──────── Input material
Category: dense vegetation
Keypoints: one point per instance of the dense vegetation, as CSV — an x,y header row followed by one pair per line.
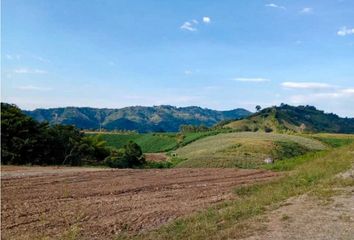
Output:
x,y
313,173
154,142
26,141
287,118
141,119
────────────────
_Exercise aim_. Give an exact copy of the listing above that leaves out every picture.

_Answer_.
Category: dense vegetation
Keypoints: one point per instance of the dense vegetation, as CSV — an x,y header row followed by one pair per line.
Output:
x,y
313,173
154,142
26,141
287,118
141,119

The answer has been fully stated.